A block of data
········
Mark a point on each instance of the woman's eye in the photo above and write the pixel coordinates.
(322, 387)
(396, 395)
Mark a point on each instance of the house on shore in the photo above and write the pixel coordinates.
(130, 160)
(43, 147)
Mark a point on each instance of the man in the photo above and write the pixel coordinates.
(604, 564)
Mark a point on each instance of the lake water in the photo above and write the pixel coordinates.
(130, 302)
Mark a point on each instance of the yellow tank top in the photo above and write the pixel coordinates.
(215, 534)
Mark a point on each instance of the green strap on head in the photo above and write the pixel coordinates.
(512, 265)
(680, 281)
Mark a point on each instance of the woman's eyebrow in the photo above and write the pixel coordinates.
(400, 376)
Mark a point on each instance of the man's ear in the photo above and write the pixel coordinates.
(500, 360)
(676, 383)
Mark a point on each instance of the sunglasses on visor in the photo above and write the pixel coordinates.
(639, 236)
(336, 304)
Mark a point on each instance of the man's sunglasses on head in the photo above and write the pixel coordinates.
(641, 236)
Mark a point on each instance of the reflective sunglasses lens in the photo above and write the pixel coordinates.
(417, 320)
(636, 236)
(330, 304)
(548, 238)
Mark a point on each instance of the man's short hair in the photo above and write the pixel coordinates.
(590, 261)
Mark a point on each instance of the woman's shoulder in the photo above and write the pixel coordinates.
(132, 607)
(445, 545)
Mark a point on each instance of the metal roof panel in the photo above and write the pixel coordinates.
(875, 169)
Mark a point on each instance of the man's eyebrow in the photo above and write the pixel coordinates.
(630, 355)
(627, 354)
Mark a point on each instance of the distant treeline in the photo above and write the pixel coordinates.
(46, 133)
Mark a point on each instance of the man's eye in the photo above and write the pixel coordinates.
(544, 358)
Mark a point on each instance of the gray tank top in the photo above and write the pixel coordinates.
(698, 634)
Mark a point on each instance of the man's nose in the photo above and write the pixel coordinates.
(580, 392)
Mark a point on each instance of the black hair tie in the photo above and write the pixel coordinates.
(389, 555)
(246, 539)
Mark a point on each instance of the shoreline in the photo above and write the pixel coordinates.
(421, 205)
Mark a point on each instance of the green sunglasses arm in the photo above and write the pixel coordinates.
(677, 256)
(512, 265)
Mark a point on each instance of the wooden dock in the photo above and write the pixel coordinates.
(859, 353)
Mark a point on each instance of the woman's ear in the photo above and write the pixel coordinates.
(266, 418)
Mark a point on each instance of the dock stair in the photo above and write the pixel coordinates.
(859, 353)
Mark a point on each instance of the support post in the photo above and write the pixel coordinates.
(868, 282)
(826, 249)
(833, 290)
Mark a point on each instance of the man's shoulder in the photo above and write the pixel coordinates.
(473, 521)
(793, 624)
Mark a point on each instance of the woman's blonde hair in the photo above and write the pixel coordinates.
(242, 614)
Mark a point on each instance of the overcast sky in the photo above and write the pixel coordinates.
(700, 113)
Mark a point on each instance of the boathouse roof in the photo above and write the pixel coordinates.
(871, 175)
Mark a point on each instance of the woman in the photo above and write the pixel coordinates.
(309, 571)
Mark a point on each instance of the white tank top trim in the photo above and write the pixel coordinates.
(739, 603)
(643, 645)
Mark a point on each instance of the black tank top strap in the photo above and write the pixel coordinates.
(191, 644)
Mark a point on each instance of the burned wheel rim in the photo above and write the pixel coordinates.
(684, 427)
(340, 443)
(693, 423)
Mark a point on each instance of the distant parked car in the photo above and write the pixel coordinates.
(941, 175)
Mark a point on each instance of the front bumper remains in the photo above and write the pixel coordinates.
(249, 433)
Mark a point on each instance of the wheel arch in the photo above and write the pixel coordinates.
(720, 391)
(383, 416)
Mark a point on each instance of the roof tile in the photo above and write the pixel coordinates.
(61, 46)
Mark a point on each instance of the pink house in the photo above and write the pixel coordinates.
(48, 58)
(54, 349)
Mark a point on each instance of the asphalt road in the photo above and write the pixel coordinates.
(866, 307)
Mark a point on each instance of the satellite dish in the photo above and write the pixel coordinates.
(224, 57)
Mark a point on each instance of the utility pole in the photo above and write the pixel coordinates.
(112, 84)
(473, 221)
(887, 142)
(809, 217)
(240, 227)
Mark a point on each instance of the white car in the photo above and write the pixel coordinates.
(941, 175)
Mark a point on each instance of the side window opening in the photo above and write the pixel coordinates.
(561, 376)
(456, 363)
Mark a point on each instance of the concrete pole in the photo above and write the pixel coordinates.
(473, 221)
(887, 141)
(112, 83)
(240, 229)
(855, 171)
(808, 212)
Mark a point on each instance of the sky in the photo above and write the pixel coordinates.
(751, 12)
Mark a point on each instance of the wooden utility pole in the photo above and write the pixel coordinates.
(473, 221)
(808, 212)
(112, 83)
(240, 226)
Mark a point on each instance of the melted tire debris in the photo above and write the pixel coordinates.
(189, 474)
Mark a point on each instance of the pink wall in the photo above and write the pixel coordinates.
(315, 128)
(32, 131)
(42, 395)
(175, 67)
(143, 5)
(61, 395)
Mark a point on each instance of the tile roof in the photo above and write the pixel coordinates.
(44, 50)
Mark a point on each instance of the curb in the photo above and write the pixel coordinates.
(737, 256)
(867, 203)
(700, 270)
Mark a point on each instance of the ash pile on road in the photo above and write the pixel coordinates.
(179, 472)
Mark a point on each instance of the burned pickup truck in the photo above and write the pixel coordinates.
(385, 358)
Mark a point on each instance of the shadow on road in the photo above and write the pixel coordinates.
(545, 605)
········
Give an exact repetition of all the material.

Mark a point on each instance of the woman's eye in the photo above and write the pixel coordinates.
(322, 387)
(396, 395)
Mark a point on each instance of the house on shore in the photo above and write the pixel coordinates.
(130, 160)
(43, 147)
Mark a point on each instance of the man in the photo above and write the pixel coordinates.
(604, 564)
Mark a point on each instance of the lake water in the photo above and write the pixel coordinates.
(130, 302)
Mark a point on each instance of the yellow tank top in the photo above and write the pixel coordinates.
(215, 534)
Mark a point on each instance of the green strap on head in the photo above and write the pixel coordinates.
(512, 265)
(680, 281)
Mark a point on each instance of the woman's eyebrow in the photo above and write the pixel coordinates.
(400, 376)
Mark a point on each instance of the man's ear in the photo above and write the pixel coordinates.
(500, 360)
(676, 383)
Mark a point on each instance of the sunglasses on visor in the photo above and write the pixel coordinates.
(639, 236)
(336, 304)
Mark a point on each instance of the man's sunglasses on head in the photo above and write the pixel coordinates.
(641, 236)
Mark a point on each instance of the reflective sunglasses lens in the photo above and write the pixel coordinates.
(417, 320)
(636, 236)
(330, 304)
(548, 238)
Mark a point on each instance of the man's short hair in the photo above and write the pixel coordinates.
(590, 261)
Mark a point on each instance of the woman's shoulder in the photo above and write the pixel coordinates.
(132, 607)
(445, 545)
Mark a point on each instance of the metal roof panel in the photo above and write the pixel coordinates.
(875, 169)
Mark a point on each instance of the man's eyebrow in the photo above and write the pixel coordinates.
(630, 355)
(627, 354)
Mark a point on each instance of the distant treeline in the photo above and write the pixel coordinates.
(46, 133)
Mark a point on each instance of the man's eye in the photo above and write the pixel coordinates.
(544, 358)
Mark a point on each instance of the gray tank top in the photo above and write the pixel coordinates.
(698, 634)
Mark a point on each instance of the man's nose in the photo above and write the pixel coordinates.
(580, 392)
Mark a point on each instance of the black hair tie in the photo above and write the pixel coordinates.
(389, 555)
(246, 539)
Mark a point on each instance of the shoreline in the photo above and write the pixel coordinates.
(421, 205)
Mark a point on each instance of the green sunglasses arm in the photo above and write the pixel coordinates.
(677, 256)
(512, 265)
Mark a point on each instance of the wooden dock in the photo above and write the pixel coordinates.
(859, 353)
Mark a point on each instance of the woman's ear in the photo above and write the pixel coordinates.
(266, 418)
Mark a point on each instance of the dock stair in the photo above and write the pixel coordinates.
(859, 353)
Mark a point on each instance of the support post in the photo above and write the pixel coordinates.
(868, 282)
(826, 249)
(833, 290)
Mark a point on each instance of the man's shoulder in the photo above and write the pixel coordinates.
(473, 521)
(793, 624)
Mark a point on each instance of the woman's blonde hair in the photo above and write the pixel coordinates.
(242, 614)
Mark a point on each instance of the overcast sky in the photo above and write the pixel coordinates.
(700, 113)
Mark a point on each instance of the boathouse roof in the photo above and write the pixel coordinates.
(871, 175)
Mark a point on each instance of the woman in the photo above and write the pixel coordinates.
(309, 571)
Mark a point on each instance of the white tank top trim in the photo above and write the pixel coordinates.
(739, 603)
(643, 645)
Mark a point on each instance of the black tank top strap in the photo above and write the pixel coordinates.
(191, 644)
Mark a point on each instance of the burned wheel rim in the photo above and write the pixel coordinates.
(684, 427)
(340, 443)
(693, 423)
Mark a point on each instance of the distant parked car in the photo above and write the pixel coordinates.
(941, 175)
Mark a point on each instance of the front bumper remains in the photo above and write the pixel coordinates.
(249, 433)
Mark a point on each instance of the wheel arch in the photo above and write the pixel coordinates.
(720, 391)
(383, 416)
Mark a point on each instance of the roof tile in the photo above and write the pixel coordinates.
(61, 46)
Mark a point on each instance of the pink house in the photo above and write the pixel coordinates.
(48, 58)
(54, 349)
Mark a point on each instance of the asphalt road in the photo above and write the pixel coordinates.
(866, 307)
Mark a point on each instance of the satellite dish in the photo above and write the pixel coordinates.
(224, 57)
Mark a point on each instance of the utility pole in the photo above and write the pixel coordinates.
(112, 84)
(473, 221)
(887, 142)
(809, 217)
(240, 227)
Mark a point on each instance of the white car in the photo above and write the pixel coordinates.
(941, 175)
Mark a point on each instance of the side window opening in the photo above and write the pixel coordinates.
(561, 376)
(456, 363)
Mark a point on each instance of the concrete pole in the photo above and write the pixel coordinates.
(473, 221)
(887, 141)
(112, 83)
(240, 229)
(855, 171)
(808, 212)
Mark a point on each instance of the sky in the photo above and write the pixel coordinates.
(751, 12)
Mark a point on each instance of the wooden utility pole in the photo above and write the pixel coordinates.
(473, 221)
(808, 212)
(112, 83)
(240, 226)
Mark a point on each instance of the melted tire debris in the photo above and write the pixel coordinates.
(189, 474)
Mark a point on each instance of the pink wall in the photo above and write the pixel coordinates.
(315, 128)
(32, 131)
(42, 395)
(175, 67)
(143, 5)
(61, 395)
Mark a point on each instance of the tile roof in the photo above and write the pixel coordinates.
(44, 50)
Mark a point on each instance of the curb in the photo above and write the pixel coordinates.
(737, 256)
(867, 203)
(700, 270)
Mark a point on each instance of the ash pile on road in the photo above and write the pixel coordinates.
(179, 472)
Mark a point on each instance of the burned pickup truck in the photo above and write the pixel coordinates.
(385, 358)
Mark a point on each instance of the shadow on road in the photo above and write the pixel coordinates.
(545, 605)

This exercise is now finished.